#### [Records for the task]
┌──

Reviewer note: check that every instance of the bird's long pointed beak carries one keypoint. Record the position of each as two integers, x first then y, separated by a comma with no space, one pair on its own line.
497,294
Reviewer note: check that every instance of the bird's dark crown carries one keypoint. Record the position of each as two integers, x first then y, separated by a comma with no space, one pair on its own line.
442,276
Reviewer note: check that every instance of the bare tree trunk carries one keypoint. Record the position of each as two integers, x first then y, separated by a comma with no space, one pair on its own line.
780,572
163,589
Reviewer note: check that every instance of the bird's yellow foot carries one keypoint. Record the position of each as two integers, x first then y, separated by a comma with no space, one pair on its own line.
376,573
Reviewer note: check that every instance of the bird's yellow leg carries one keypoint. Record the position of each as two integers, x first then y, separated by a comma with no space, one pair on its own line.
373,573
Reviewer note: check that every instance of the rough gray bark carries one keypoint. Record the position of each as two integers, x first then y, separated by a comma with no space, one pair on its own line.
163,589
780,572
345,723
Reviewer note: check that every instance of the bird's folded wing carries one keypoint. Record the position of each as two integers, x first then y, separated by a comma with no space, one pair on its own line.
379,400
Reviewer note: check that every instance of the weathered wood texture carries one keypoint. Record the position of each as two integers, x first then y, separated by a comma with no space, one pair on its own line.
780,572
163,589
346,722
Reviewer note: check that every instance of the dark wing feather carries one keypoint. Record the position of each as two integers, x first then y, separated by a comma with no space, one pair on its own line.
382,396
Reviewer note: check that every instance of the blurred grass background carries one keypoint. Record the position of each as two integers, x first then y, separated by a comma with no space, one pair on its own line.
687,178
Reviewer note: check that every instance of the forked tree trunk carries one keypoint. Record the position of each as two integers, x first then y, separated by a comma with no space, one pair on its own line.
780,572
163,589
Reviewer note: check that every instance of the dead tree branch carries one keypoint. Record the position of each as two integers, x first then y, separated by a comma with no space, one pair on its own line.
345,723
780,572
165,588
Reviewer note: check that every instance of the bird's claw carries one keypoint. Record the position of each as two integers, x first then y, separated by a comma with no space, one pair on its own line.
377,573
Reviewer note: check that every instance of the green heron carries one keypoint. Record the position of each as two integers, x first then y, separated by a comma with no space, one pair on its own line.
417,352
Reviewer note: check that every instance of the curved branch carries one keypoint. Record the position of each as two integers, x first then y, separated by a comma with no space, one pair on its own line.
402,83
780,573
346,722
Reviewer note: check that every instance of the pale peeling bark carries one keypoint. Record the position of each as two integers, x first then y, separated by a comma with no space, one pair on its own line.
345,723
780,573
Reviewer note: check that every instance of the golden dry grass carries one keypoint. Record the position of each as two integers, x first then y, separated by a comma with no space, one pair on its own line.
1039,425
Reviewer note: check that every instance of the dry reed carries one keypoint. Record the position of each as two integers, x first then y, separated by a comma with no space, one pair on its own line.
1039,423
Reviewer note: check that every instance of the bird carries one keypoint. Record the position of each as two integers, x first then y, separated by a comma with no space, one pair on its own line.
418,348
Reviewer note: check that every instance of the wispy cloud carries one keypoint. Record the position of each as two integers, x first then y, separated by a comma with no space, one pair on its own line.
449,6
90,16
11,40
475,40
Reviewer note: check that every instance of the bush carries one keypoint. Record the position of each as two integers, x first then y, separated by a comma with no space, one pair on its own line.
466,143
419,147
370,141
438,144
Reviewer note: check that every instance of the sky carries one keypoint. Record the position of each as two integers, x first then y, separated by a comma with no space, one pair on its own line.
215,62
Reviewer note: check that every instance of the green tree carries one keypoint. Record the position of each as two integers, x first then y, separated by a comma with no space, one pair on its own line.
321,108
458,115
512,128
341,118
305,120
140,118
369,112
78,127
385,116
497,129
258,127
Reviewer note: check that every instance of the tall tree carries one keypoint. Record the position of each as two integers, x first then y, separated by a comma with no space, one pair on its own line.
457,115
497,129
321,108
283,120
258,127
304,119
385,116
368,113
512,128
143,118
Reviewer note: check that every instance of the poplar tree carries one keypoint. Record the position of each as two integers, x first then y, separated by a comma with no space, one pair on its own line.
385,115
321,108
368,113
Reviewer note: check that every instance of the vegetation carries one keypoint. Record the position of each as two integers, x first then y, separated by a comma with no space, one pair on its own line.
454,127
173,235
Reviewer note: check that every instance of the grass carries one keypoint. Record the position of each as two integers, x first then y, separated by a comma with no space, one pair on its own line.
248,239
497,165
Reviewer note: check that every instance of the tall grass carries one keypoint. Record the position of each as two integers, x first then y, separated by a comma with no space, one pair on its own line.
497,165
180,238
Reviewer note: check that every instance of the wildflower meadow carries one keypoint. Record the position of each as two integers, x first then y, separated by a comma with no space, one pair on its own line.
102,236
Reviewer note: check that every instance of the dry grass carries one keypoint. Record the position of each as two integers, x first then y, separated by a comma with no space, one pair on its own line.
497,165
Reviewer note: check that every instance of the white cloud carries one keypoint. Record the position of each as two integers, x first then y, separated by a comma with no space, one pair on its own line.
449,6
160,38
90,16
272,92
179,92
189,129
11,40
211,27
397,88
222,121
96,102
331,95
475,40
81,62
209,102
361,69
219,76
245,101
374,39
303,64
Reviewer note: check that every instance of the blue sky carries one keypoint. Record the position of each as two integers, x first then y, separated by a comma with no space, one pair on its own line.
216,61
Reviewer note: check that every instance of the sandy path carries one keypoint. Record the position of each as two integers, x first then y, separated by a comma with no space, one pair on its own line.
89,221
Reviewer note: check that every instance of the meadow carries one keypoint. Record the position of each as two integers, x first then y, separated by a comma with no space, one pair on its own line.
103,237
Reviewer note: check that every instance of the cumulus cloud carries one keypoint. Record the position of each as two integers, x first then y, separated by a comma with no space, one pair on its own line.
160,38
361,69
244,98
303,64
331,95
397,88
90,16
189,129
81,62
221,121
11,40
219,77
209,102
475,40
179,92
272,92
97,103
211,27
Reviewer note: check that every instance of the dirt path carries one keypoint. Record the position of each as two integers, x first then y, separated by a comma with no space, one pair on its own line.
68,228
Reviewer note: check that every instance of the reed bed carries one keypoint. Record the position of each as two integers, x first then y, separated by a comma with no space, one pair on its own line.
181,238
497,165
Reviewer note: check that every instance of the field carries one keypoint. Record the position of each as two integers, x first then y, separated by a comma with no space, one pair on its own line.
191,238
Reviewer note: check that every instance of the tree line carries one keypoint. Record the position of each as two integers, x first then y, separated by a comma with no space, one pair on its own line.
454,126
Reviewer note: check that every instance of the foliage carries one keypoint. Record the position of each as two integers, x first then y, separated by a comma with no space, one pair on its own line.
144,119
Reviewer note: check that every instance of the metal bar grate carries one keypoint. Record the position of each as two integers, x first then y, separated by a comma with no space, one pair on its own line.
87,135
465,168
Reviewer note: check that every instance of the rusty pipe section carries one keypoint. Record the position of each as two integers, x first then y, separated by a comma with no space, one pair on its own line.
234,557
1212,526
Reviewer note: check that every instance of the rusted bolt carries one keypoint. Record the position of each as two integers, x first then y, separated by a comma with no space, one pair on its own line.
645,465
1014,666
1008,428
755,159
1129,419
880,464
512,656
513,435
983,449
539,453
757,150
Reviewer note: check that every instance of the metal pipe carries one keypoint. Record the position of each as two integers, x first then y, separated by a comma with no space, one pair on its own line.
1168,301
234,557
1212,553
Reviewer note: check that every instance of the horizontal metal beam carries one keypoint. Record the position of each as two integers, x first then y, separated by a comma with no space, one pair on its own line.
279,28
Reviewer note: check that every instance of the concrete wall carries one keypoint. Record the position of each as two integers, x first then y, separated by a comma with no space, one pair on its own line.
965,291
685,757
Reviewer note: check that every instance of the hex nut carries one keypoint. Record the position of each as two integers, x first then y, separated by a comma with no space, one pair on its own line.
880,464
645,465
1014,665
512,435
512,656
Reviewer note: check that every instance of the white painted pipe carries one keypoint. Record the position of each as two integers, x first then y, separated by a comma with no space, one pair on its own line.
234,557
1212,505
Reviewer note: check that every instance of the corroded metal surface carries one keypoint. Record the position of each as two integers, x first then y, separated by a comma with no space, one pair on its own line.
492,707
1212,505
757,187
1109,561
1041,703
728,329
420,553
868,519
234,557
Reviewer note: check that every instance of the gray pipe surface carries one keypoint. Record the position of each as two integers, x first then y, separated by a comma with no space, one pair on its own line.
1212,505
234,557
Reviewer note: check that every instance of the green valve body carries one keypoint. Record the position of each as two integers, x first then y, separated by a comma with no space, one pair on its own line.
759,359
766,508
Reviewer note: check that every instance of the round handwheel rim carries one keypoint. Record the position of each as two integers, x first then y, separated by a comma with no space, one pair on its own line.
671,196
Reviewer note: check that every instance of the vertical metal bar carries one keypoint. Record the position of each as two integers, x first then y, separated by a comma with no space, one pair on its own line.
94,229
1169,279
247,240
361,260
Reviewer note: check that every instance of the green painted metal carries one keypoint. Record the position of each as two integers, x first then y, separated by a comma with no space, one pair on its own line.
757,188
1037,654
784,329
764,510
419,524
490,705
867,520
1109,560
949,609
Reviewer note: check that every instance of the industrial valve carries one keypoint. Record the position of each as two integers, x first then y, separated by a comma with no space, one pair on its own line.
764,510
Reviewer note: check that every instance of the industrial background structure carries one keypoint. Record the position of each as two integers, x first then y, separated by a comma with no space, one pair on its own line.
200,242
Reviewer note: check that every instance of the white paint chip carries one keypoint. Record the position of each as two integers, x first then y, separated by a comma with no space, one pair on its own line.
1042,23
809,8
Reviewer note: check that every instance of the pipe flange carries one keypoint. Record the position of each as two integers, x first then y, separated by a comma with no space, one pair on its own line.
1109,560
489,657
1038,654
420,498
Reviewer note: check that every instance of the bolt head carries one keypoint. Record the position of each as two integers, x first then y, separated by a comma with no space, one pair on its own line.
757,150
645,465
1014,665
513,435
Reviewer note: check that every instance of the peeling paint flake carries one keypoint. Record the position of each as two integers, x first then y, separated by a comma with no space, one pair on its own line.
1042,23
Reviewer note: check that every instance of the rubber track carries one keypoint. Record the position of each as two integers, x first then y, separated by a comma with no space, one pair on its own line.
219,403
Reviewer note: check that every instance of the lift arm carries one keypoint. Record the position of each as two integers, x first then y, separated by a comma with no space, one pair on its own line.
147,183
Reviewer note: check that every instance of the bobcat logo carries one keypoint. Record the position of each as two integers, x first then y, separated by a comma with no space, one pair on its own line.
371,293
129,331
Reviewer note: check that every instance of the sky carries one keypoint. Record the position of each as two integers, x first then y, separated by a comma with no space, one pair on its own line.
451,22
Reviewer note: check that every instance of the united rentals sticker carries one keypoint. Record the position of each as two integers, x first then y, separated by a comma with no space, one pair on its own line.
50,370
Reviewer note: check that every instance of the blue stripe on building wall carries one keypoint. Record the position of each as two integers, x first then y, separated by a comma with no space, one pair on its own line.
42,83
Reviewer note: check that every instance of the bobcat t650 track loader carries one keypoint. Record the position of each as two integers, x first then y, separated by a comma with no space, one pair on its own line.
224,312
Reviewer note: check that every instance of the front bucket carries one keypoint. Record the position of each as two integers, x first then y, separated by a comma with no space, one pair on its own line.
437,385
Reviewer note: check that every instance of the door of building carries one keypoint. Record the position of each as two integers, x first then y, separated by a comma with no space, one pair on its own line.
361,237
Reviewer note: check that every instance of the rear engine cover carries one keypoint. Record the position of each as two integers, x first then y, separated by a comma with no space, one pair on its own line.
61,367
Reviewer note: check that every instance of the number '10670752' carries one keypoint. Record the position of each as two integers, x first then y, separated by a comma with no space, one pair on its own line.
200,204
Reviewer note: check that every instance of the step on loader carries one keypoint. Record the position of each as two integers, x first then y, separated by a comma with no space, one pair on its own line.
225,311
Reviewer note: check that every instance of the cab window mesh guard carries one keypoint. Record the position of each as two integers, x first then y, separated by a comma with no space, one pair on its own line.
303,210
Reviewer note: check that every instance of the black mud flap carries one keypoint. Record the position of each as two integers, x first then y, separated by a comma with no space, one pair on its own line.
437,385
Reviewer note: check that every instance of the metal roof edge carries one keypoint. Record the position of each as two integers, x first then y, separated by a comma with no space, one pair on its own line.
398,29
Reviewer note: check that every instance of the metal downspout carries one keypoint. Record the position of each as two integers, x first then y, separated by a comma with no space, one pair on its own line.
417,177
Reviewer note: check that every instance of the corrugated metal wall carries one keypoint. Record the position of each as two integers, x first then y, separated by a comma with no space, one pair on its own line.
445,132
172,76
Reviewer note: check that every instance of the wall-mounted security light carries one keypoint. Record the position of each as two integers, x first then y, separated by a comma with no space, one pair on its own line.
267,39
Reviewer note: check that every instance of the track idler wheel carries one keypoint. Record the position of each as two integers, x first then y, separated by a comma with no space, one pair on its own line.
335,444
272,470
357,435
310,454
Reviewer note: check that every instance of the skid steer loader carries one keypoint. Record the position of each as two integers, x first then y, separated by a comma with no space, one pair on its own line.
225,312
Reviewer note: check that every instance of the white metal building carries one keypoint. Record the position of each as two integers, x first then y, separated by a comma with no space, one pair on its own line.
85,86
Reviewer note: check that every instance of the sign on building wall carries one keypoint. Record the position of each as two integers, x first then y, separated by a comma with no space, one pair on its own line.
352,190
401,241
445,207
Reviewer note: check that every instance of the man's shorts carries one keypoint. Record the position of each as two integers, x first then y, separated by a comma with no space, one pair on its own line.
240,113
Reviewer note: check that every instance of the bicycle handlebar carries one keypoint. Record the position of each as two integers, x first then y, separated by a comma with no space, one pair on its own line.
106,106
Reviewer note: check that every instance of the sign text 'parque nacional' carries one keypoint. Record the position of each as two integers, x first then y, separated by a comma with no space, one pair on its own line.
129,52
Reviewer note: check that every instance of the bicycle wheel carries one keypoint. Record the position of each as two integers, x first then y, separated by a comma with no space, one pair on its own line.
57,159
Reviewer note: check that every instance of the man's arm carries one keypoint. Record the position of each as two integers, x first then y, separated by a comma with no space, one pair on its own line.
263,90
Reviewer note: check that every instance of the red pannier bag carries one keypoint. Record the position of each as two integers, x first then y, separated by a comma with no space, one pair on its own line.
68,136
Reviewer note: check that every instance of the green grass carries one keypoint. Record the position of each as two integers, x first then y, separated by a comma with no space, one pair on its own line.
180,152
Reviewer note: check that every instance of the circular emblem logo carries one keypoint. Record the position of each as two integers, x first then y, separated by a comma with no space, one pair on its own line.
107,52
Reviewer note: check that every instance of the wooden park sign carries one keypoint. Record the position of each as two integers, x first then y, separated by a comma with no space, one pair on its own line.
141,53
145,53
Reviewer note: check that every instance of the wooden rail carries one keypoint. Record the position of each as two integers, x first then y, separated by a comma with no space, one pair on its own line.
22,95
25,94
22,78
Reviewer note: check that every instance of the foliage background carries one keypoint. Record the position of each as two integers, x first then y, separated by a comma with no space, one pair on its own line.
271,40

└──

Copy out exactly the lines between the line with "the bicycle handlebar" and the last line of the entries, counting both of those lines.

#### [Problem solution]
Reviewer note: check that every instance of the bicycle handlebar carries one keypoint. Record the position of each as two integers, x first then y, separated by a comma with no space, one pair on its own line.
106,106
Reviewer note: check that every instance of the sign text 'parque nacional' carries one keypoint. Record the position of each as two integers, x first then y, separated by a comma with no space, one pair on its own line.
129,52
Reviewer note: check that every instance of the bicycle wheel carries one keypoint. Record the position of each as two integers, x first then y, separated by a comma with no space, one pair on its own line.
57,159
Reviewer note: check that every instance of the man's arm carries one keypoint. Record the position of each as two integers, x first then y, separated by a comma with no space, one pair on its own line.
263,90
Reviewer note: check that every instance of the red pannier bag carries one keypoint. Record the position of each as two integers, x first then y, separated by a comma with no space, one pair on its own line.
68,136
Reviewer note: check that every instance of the green grass carries one keypoint. Record the position of each as two integers, x first then y, separated by a comma with no space, one pair on its own line.
180,152
Reviewer note: check that every instance of the circular emblem logo carries one keypoint. Record the position of each as two integers, x first then y, separated by a comma with no space, one pair on its own line.
107,52
Reviewer note: check that every instance of the wooden park sign carries one keypoint. Record the position of each as two integers, x first then y, separated by a comma with no space, one pair on its own line.
141,53
145,53
Reviewer note: check that every instance of the wooden rail carries one keypoint. Record the position of each as two integers, x first then y, separated by a comma with no space, one pair on its own line.
22,95
25,94
22,78
Reviewer note: check that every instance of the foliage background carries one keypoint. Record the position of each as two integers, x first then y, separated by a comma with no space, one pair on its own line.
271,40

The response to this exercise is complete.